» Task brief: Format as a Markdown table with columns Row and Line, one row per line and blank lines omitted: begin at the line containing "Mark all instances of truck shadow." and stop after the line containing "[1024,313,1256,486]".

━━━━━ Extracted material ━━━━━

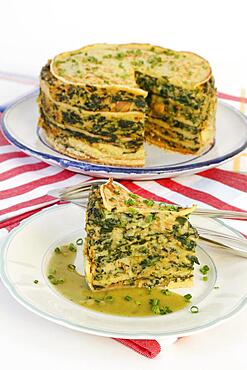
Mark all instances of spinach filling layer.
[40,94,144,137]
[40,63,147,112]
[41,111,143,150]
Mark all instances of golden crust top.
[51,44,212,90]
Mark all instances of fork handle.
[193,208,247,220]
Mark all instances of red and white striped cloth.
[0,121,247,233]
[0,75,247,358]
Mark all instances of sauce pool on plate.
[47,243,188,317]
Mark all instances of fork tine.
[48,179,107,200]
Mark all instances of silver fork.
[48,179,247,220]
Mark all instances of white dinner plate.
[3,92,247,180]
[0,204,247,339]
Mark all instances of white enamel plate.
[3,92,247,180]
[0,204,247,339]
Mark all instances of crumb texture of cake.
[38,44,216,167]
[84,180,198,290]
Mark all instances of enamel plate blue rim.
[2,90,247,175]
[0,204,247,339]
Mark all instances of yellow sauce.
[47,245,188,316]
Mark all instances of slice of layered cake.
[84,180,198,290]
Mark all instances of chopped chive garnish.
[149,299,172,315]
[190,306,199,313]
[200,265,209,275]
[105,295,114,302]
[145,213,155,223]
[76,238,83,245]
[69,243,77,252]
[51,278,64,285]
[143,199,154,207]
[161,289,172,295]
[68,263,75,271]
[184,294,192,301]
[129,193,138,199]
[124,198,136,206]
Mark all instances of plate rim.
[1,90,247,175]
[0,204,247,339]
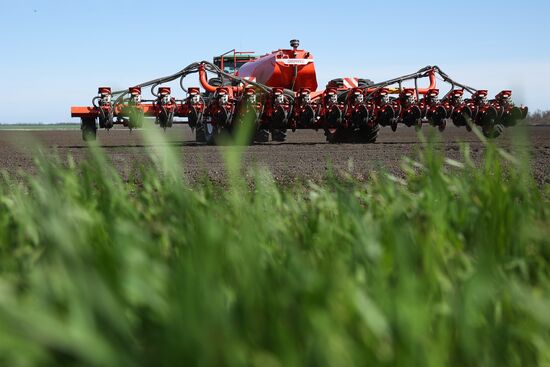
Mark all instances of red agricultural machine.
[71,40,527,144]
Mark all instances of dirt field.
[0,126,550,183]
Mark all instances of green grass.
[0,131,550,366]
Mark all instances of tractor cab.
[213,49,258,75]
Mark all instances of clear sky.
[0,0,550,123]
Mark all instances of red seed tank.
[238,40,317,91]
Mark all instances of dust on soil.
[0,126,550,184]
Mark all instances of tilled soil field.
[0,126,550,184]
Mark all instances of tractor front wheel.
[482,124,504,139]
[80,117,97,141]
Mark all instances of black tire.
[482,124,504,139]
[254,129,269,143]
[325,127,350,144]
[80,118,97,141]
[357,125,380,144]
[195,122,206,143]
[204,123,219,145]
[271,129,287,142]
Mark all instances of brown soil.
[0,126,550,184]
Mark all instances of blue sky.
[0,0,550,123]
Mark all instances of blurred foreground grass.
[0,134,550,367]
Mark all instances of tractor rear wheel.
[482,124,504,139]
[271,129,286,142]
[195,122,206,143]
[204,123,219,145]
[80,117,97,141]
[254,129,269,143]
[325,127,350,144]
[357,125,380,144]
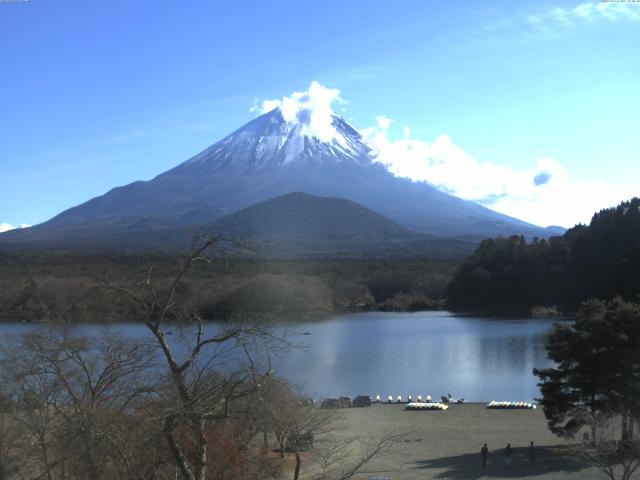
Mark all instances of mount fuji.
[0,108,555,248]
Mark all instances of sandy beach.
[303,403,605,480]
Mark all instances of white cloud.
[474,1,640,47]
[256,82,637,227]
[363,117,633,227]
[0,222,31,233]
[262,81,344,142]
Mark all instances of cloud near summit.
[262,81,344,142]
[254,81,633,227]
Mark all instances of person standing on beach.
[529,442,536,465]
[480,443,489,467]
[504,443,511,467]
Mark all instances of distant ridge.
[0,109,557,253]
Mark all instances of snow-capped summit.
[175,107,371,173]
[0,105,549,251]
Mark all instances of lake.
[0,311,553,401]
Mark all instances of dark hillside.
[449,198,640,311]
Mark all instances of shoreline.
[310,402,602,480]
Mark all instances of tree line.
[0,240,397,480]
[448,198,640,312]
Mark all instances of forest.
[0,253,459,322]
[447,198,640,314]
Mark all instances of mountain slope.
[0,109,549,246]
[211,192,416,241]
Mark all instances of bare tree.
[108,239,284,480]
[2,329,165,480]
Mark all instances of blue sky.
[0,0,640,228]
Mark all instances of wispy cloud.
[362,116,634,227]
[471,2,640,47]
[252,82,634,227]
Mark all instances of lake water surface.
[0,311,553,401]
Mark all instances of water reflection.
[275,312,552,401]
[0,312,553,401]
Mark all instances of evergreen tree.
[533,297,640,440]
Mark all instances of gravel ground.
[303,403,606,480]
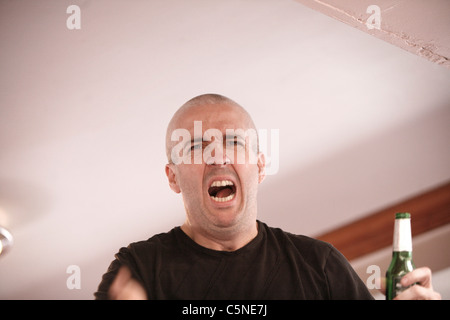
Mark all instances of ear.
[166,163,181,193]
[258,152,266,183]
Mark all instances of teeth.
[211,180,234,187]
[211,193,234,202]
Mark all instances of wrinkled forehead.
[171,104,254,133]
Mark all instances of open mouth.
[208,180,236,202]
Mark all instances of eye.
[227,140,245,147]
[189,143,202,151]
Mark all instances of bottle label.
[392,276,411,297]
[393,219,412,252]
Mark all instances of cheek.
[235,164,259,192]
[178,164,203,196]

━━━━━
━━━━━ Extracted material ━━━━━

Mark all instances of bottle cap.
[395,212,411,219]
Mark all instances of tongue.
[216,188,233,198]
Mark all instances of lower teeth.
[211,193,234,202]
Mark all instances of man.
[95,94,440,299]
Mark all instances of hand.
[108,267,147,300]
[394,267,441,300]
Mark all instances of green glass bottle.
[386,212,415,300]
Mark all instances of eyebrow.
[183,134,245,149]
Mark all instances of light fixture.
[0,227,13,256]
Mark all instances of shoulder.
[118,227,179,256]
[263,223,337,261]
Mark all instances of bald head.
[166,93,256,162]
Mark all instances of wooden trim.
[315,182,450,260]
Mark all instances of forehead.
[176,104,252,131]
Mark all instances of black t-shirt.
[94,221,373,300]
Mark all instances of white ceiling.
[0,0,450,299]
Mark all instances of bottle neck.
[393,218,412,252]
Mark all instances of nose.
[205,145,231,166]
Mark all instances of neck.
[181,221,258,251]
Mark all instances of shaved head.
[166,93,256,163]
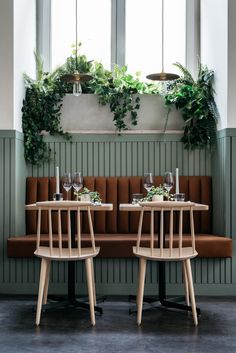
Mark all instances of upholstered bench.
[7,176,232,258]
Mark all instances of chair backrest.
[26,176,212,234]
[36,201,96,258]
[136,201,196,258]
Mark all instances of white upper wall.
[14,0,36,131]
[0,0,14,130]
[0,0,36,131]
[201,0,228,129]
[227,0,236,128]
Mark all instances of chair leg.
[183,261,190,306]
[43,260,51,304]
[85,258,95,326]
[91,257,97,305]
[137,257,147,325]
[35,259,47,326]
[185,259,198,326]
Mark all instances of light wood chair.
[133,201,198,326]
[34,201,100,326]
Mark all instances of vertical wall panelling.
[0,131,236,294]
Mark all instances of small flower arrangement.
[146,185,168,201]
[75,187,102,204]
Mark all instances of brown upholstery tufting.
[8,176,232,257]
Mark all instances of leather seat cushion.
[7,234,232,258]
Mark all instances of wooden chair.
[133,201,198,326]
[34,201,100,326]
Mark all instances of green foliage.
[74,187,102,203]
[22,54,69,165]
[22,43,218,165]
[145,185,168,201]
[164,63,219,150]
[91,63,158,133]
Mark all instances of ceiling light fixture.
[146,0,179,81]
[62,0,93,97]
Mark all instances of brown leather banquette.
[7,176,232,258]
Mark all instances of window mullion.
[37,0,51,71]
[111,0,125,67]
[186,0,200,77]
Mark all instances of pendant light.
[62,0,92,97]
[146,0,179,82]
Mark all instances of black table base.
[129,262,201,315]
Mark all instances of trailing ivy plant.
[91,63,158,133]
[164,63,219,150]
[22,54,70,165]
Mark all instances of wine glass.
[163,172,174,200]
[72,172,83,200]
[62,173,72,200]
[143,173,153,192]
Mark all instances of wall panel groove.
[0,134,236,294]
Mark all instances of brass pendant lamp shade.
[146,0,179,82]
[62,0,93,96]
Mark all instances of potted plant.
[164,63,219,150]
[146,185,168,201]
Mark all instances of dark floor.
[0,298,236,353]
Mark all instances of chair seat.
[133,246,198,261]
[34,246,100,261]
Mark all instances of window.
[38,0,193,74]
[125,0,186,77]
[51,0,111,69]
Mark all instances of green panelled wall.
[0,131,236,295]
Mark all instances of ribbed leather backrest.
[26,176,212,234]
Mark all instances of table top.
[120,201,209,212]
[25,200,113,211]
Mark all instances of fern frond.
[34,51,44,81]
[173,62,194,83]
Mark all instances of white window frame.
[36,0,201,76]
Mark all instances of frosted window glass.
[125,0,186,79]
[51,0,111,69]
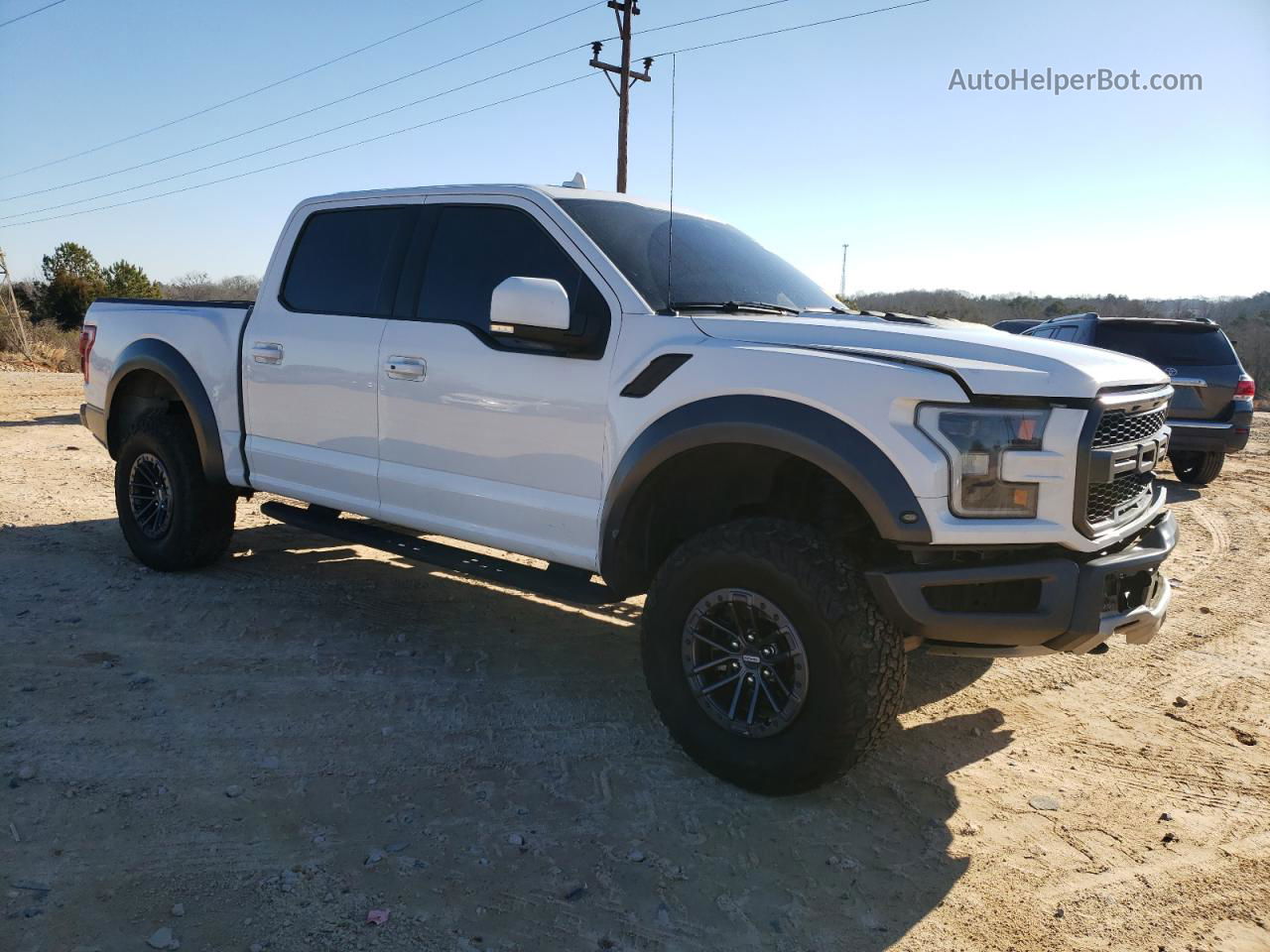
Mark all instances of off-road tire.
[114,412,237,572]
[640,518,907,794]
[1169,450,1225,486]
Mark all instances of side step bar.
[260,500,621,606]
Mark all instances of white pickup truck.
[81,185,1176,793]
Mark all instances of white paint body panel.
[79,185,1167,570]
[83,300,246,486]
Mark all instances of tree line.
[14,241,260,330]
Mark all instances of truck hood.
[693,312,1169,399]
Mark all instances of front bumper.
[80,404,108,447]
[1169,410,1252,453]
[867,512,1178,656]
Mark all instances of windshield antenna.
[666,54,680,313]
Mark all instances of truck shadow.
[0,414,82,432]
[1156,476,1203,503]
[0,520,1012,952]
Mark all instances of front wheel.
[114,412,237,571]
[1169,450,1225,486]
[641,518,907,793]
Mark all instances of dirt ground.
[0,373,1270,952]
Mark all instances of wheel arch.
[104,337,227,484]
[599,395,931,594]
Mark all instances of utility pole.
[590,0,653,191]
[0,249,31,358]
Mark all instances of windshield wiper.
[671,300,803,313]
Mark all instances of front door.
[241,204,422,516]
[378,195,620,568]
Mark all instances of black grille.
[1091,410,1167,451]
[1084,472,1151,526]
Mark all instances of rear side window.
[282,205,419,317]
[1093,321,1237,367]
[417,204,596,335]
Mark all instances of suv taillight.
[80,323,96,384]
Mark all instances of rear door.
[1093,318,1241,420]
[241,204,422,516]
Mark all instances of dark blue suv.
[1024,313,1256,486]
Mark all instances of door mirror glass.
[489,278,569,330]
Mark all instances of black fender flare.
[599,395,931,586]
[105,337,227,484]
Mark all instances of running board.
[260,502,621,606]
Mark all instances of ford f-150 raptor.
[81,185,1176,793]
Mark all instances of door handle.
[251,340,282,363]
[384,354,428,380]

━━━━━

» Answer in full:
| Row | Line |
|---|---|
| 1 | Mark all instances of truck shadow. |
| 2 | [0,414,82,432] |
| 3 | [1156,476,1203,503] |
| 4 | [0,520,1012,952] |
| 5 | Mark all instances of front wheel. |
| 6 | [114,412,237,571] |
| 7 | [1169,450,1225,486] |
| 8 | [641,518,907,793] |
| 9 | Mark all instances of dirt ground. |
| 10 | [0,373,1270,952] |
| 11 | Mark all instances of wheel arch. |
| 12 | [104,337,227,484] |
| 13 | [599,395,931,594] |
| 14 | Mark all instances of utility pole. |
| 15 | [590,0,653,191] |
| 16 | [0,249,31,358] |
| 17 | Mark all instances of windshield wiper. |
| 18 | [671,300,803,313] |
| 19 | Mark all instances of front door. |
| 20 | [241,204,422,516] |
| 21 | [378,195,620,568] |
| 22 | Mark all instances of black grille. |
| 23 | [1091,410,1167,451] |
| 24 | [1084,472,1151,526] |
| 25 | Mark all instances of rear side window. |
| 26 | [282,205,419,317] |
| 27 | [1093,321,1237,367] |
| 28 | [417,204,596,335] |
| 29 | Mark all instances of suv taillight. |
| 30 | [80,323,96,384] |
| 31 | Mark all instances of rear door. |
| 32 | [1093,318,1241,420] |
| 33 | [241,204,422,516] |
| 34 | Mark all instances of dark blue suv. |
| 35 | [1024,313,1256,486] |